* What is expected: Render every row below as a numbered list, leaving out any blank lines.
════════════════
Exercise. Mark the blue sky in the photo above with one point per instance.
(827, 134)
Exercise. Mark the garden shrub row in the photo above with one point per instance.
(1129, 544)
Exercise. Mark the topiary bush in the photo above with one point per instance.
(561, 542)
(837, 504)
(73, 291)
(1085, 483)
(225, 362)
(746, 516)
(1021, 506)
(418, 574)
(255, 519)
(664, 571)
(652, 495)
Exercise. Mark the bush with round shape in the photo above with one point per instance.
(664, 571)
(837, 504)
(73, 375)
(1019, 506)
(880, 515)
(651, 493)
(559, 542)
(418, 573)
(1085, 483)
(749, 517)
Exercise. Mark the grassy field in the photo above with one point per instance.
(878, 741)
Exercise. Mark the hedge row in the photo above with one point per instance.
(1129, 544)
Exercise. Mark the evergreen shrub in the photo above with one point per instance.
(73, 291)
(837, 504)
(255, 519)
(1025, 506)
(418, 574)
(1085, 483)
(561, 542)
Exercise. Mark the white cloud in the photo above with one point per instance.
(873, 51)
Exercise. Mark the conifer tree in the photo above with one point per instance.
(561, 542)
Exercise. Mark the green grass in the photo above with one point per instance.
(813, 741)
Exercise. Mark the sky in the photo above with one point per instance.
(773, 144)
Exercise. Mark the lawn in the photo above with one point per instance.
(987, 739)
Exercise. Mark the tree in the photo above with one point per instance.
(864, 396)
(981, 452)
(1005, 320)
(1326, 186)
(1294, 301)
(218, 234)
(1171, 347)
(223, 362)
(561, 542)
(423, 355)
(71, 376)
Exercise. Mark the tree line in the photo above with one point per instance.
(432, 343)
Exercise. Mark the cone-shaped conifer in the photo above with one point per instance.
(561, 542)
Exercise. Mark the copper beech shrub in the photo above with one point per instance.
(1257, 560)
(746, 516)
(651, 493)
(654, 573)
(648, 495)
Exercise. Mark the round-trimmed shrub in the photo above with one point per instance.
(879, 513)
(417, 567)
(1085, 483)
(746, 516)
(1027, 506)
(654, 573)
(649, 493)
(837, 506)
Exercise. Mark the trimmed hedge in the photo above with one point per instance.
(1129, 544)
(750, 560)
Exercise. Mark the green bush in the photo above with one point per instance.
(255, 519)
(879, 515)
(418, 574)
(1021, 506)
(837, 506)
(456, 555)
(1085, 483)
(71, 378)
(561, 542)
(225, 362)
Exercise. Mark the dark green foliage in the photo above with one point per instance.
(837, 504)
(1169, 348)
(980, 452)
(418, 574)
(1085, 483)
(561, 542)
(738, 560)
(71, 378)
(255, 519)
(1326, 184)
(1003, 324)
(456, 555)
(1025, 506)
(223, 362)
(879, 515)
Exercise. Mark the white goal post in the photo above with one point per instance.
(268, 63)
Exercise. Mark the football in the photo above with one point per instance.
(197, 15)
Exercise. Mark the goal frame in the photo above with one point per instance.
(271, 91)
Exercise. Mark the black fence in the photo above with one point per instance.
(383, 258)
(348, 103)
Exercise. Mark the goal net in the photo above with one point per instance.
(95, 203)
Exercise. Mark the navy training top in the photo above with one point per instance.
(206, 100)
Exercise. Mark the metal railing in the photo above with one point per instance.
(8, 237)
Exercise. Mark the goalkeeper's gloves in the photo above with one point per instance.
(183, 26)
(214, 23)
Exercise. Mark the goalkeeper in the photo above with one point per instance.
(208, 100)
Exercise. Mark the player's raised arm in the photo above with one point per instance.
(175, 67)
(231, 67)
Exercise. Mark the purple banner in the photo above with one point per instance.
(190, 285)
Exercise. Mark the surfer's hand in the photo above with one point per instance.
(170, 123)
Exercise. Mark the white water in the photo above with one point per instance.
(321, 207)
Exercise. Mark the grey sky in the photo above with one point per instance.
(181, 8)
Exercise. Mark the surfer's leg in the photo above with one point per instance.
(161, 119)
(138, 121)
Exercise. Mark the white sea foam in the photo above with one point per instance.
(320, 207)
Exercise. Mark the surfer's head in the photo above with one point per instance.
════════════════
* Completed task:
1. Exercise. Mark the blue sky in the photo above with one point per instance.
2. (827, 134)
3. Exercise. Mark the garden shrub row in the photo above with one point per instance.
4. (1129, 544)
5. Exercise. Mark the topiary bush in the photo above with one point per instance.
6. (561, 542)
7. (837, 504)
8. (73, 291)
9. (1085, 483)
10. (225, 362)
11. (746, 516)
12. (1021, 506)
13. (418, 574)
14. (255, 519)
15. (664, 571)
16. (652, 495)
17. Exercise. Mark the bush with round shape in the photo above with one point per instance.
18. (664, 571)
19. (837, 504)
20. (73, 375)
21. (1019, 506)
22. (880, 515)
23. (651, 493)
24. (559, 542)
25. (418, 573)
26. (1085, 483)
27. (749, 517)
28. Exercise. Mark the grassy field in the photo above with one point per instance.
29. (878, 741)
30. Exercise. Mark the hedge row in the photo above with one point per instance.
31. (1129, 544)
32. Exercise. Mark the evergreen shrub in the photo above with one point per instance.
33. (73, 291)
34. (837, 504)
35. (255, 519)
36. (1025, 506)
37. (418, 574)
38. (1085, 483)
39. (561, 542)
40. Exercise. Mark the white cloud in the photo above with one point per instance.
41. (873, 51)
42. Exercise. Mark the conifer tree in the photo above with one point per instance.
43. (561, 542)
44. Exercise. Mark the green grass in the photo above with one point per instance.
45. (813, 741)
46. Exercise. Mark the sky in the photo above with one point per instance.
47. (773, 144)
48. Exercise. Mark the lawn in the photo above with one point per instance.
49. (987, 739)
50. Exercise. Mark the tree in the photo above with one point per instance.
51. (864, 396)
52. (981, 452)
53. (1005, 320)
54. (1326, 186)
55. (1294, 301)
56. (218, 234)
57. (1171, 347)
58. (223, 362)
59. (561, 542)
60. (423, 355)
61. (71, 376)
62. Exercise. Mark the tree line in the photo above with one point per instance.
63. (432, 343)
64. Exercise. Mark the cone-shaped conifer in the photo above with one point per instance.
65. (561, 542)
66. Exercise. Mark the copper beech shrub in the photo above with one point per instance.
67. (1257, 560)
68. (746, 516)
69. (651, 493)
70. (654, 573)
71. (648, 495)
72. Exercise. Mark the round-trimmed shrub in the photo above with one point per instance.
73. (879, 513)
74. (417, 567)
75. (1085, 483)
76. (746, 516)
77. (1027, 506)
78. (654, 573)
79. (649, 493)
80. (837, 506)
81. Exercise. Mark the trimmed hedge in the photo above with one point per instance.
82. (1129, 544)
83. (750, 560)
84. Exercise. Mark the green bush in the photo above with one point per instance.
85. (255, 519)
86. (879, 515)
87. (418, 574)
88. (1021, 506)
89. (837, 506)
90. (456, 555)
91. (1085, 483)
92. (71, 378)
93. (561, 542)
94. (225, 362)
95. Exercise. Mark the dark green foliage in the photo above with one point per instance.
96. (837, 504)
97. (1169, 348)
98. (980, 452)
99. (418, 574)
100. (1085, 483)
101. (561, 542)
102. (738, 560)
103. (71, 378)
104. (255, 519)
105. (1326, 184)
106. (1003, 324)
107. (456, 555)
108. (1025, 506)
109. (223, 362)
110. (879, 515)
111. Exercise. Mark the white goal post in the photo above with one point per instance.
112. (268, 63)
113. Exercise. Mark the football in the photo above with one point per instance.
114. (197, 15)
115. Exercise. Mark the goal frame in the photo above with one point per instance.
116. (271, 91)
117. Exercise. Mark the black fence in the photo above with one point per instance.
118. (383, 258)
119. (348, 103)
120. Exercise. Mark the goal net in the photo above with one point per instance.
121. (95, 203)
122. Exercise. Mark the navy training top in the photo above with one point per instance.
123. (206, 100)
124. Exercise. Mark the metal railing in the photo above with one point per instance.
125. (8, 237)
126. Exercise. Mark the goalkeeper's gloves in the photo above with one point per instance.
127. (183, 26)
128. (214, 23)
129. Exercise. Mark the goalkeeper in the photo above with one point per instance.
130. (208, 100)
131. Exercise. Mark the player's raised arm in the photo above with one point per instance.
132. (175, 67)
133. (231, 67)
134. Exercise. Mark the purple banner in the photo above with one point per instance.
135. (190, 285)
136. Exercise. Mark the surfer's hand in the photo above with one point per instance.
137. (170, 123)
138. Exercise. Mark the white water in the photo above with one point per instance.
139. (321, 207)
140. Exercise. Mark the grey sky in the photo above with one point per instance.
141. (181, 8)
142. Exercise. Mark the surfer's leg in the photo above with one point per instance.
143. (161, 119)
144. (138, 121)
145. Exercise. Mark the white sea foam in the photo above with one point per instance.
146. (320, 207)
147. Exercise. Mark the surfer's head in the photo above with one point per instance.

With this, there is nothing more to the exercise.